THE TASKS:
1. Copy the stretch from "The Department of" through "in the country." in the passage on the Cambridge geography department, and switch "reputation" to "standing" wherever it appears.
2. Report how many lines in the entries contain the string "wave", matching case exactly. Give only the number.

The Department of Geography is one of the constituent departments of the University of Cambridge and is located on the Downing Site. The department has long had an international reputation as a leading centre of research and is consistently ranked as one of the best geography departments in the UK. In 2022 the department was ranked by The Guardian University Rankings as the best geography undergraduate degree in the country.

History

There is a long tradition of geography at Cambridge stretching back to the first University Lecturer in Geography appointed in 1888. Teaching was initially for a special examination leading to a diploma in geography. The Geographical Tripos - the examination for a B.A. degree - was established in 1919. In 1931 the first professor was appointed and in 1933 the department moved into its own accommodation. That building, which now constitutes the eastern end of the department, was considerably extended in the 1930s, with the construction of new lecture theatres and laboratories. In the 1980s, the building was further extended with the addition of a top floor to provide a new laboratory for computing, remote sensing and geographical information systems. In 1999 the department expanded again, to occupy two floors in an adjacent building where new laboratories, seminar rooms and offices are housed.

DATA FOR THE TASK:
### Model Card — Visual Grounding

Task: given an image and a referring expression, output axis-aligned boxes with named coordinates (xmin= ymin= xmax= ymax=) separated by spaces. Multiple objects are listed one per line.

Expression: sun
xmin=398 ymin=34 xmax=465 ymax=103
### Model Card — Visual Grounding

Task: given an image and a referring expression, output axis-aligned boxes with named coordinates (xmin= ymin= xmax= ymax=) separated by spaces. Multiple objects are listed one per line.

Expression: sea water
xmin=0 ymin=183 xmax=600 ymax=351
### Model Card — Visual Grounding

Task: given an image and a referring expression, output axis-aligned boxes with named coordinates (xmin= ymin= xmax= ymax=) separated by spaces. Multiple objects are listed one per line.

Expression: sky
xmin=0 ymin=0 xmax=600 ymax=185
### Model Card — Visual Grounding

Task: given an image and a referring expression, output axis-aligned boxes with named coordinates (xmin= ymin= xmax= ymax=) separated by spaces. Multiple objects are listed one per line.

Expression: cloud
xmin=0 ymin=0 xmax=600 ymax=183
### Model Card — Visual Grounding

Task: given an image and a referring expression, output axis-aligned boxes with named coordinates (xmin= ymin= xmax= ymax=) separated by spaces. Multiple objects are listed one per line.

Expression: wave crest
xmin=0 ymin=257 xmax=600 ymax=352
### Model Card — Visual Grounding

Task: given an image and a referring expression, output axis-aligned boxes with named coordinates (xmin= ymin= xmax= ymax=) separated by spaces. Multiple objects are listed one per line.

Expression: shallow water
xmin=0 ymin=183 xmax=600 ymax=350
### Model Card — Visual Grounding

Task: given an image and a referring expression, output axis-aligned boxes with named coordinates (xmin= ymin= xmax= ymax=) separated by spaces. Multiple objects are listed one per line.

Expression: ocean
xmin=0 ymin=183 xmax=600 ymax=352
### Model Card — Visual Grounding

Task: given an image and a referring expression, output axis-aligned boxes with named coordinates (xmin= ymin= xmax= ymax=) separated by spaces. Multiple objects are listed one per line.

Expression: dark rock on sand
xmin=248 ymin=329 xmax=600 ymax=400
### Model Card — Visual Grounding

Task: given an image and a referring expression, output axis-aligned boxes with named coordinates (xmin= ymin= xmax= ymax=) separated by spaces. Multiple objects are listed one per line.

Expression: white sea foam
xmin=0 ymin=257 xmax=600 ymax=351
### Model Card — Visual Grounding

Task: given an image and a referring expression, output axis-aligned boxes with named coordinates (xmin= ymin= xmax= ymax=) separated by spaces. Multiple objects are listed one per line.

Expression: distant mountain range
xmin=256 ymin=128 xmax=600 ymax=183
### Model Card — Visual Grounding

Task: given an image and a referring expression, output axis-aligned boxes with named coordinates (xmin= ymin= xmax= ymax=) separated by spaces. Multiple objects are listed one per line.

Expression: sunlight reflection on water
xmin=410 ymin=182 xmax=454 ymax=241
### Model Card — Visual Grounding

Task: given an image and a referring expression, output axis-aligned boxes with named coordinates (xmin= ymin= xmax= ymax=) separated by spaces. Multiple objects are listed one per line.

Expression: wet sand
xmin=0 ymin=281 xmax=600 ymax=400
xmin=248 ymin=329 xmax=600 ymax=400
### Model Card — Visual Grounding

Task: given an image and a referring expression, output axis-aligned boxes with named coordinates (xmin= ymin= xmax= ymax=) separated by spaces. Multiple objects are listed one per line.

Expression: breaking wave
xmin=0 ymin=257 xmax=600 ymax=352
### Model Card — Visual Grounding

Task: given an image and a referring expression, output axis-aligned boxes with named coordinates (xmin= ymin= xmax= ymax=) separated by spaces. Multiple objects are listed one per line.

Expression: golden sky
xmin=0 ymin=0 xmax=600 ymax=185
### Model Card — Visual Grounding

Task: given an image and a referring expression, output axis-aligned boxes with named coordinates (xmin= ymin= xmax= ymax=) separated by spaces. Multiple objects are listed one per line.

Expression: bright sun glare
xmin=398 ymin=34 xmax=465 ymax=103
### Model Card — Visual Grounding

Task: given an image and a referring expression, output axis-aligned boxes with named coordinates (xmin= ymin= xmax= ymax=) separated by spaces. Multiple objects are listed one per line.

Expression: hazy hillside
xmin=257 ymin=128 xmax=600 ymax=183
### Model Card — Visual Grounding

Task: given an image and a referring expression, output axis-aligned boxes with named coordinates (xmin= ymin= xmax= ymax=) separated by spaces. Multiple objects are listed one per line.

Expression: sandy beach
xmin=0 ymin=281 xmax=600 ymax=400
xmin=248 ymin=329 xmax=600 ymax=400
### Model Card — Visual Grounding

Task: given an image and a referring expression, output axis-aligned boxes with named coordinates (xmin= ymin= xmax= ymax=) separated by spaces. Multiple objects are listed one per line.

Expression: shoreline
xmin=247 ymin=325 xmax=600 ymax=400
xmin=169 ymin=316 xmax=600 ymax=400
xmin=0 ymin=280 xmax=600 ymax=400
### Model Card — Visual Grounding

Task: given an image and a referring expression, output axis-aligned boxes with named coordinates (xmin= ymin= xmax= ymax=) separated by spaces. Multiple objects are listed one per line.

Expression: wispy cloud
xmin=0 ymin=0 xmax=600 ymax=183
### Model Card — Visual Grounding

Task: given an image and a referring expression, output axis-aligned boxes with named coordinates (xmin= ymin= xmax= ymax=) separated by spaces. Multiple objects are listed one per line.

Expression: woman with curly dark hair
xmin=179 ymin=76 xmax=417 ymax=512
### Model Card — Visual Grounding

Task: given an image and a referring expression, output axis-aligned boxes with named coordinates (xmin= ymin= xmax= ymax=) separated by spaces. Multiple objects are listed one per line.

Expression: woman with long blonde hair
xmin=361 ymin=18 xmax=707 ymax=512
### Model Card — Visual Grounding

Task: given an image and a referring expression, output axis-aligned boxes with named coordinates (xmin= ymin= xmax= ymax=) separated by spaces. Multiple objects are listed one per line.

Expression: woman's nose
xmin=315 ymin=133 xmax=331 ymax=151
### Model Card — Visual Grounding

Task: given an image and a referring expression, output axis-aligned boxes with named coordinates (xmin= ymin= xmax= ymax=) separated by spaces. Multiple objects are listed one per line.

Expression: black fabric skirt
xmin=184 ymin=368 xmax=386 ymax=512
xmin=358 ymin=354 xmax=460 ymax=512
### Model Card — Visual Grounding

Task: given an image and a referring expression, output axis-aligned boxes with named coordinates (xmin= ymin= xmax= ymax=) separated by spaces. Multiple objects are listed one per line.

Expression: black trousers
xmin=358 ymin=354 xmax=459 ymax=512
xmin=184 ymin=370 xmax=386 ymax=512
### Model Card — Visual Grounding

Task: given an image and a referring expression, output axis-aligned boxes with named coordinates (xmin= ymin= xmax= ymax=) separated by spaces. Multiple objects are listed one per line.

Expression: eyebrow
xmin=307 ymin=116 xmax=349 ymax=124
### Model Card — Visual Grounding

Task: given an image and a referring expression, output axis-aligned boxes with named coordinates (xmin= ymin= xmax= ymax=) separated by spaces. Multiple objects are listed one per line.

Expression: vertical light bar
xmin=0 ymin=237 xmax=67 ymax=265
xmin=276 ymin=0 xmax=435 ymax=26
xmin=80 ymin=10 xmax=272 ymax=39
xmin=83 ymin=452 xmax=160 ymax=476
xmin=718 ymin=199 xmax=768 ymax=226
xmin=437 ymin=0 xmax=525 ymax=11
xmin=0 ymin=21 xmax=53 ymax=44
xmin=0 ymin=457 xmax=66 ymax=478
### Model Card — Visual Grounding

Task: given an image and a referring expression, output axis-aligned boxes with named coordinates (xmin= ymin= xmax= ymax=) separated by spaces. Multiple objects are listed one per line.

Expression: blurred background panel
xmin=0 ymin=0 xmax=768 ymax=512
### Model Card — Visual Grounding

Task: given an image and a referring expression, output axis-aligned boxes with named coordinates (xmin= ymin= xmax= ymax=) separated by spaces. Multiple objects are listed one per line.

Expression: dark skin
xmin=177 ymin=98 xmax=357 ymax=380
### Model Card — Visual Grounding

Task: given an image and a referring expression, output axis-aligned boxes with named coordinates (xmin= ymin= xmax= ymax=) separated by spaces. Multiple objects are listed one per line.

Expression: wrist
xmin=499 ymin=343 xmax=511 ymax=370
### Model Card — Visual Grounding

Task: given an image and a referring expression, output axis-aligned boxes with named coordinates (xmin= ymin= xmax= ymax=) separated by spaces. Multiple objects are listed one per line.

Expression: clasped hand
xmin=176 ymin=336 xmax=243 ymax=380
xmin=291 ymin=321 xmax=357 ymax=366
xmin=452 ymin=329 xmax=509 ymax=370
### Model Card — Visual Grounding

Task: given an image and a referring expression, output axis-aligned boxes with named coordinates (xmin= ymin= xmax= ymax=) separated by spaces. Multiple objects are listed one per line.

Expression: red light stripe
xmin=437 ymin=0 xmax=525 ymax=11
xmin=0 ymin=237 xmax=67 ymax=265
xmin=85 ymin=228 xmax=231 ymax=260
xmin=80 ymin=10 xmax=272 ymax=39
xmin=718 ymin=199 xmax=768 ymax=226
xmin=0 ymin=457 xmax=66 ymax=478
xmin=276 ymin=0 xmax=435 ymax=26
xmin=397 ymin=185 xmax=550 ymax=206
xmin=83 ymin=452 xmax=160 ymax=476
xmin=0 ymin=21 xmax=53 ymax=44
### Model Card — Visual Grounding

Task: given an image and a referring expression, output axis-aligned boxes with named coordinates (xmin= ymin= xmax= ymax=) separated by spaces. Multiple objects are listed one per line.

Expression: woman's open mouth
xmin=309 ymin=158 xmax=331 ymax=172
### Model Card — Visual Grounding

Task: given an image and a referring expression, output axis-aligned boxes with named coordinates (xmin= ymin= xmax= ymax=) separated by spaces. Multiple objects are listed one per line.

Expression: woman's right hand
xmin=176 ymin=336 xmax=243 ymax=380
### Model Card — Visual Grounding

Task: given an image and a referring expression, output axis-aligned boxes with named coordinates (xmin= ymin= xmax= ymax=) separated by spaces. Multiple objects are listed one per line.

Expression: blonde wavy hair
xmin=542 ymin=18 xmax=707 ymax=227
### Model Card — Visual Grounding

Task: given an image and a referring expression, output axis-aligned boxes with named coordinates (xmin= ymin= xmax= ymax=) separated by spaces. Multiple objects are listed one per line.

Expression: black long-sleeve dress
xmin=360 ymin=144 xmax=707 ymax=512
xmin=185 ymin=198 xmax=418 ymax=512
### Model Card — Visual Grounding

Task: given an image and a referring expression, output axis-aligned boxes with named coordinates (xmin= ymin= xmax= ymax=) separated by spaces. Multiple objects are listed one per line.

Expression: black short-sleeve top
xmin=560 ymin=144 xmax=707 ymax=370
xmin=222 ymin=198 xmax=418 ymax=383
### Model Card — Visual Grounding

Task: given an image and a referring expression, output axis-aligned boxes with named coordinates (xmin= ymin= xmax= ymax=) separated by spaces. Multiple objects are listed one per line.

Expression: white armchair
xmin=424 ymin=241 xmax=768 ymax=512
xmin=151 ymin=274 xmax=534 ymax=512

ANSWERS TO THE EXERCISES:
1.
The Department of Geography is one of the constituent departments of the University of Cambridge and is located on the Downing Site. The department has long had an international standing as a leading centre of research and is consistently ranked as one of the best geography departments in the UK. In 2022 the department was ranked by The Guardian University Rankings as the best geography undergraduate degree in the country.

2. 2